Copy exactly. Begin with the line that contains "Could you point out the tank" and stop after the last line of the records.

* _Data under study_

○ ○ ○ ○

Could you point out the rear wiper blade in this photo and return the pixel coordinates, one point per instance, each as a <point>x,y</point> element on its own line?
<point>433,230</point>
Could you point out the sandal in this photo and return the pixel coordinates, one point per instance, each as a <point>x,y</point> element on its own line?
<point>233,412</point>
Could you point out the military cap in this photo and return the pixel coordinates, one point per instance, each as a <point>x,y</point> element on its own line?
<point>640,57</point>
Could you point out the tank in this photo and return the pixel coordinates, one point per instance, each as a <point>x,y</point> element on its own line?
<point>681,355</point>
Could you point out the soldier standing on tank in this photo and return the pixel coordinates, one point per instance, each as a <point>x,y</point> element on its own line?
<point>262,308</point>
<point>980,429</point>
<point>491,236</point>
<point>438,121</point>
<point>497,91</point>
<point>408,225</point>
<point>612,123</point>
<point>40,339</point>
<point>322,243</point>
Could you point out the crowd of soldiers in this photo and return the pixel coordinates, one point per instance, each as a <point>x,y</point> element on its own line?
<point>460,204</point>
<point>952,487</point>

○ ○ ○ ○

* _Response below_
Could you point out the tank in this photo and return the pixel coordinates, one point per instance, each as a <point>x,y</point> element on its own line?
<point>681,355</point>
Could you point out the soldier standing on tank in this photo and return the pixel coordinates, one point per instance, each as a <point>x,y</point> element on its own line?
<point>262,308</point>
<point>980,429</point>
<point>491,236</point>
<point>438,121</point>
<point>497,91</point>
<point>408,225</point>
<point>612,123</point>
<point>40,339</point>
<point>322,243</point>
Could you point out the crowd of soldiers in this photo and return the pixel coordinates, one point per instance, each as a <point>x,y</point> element on its own line?
<point>460,204</point>
<point>952,487</point>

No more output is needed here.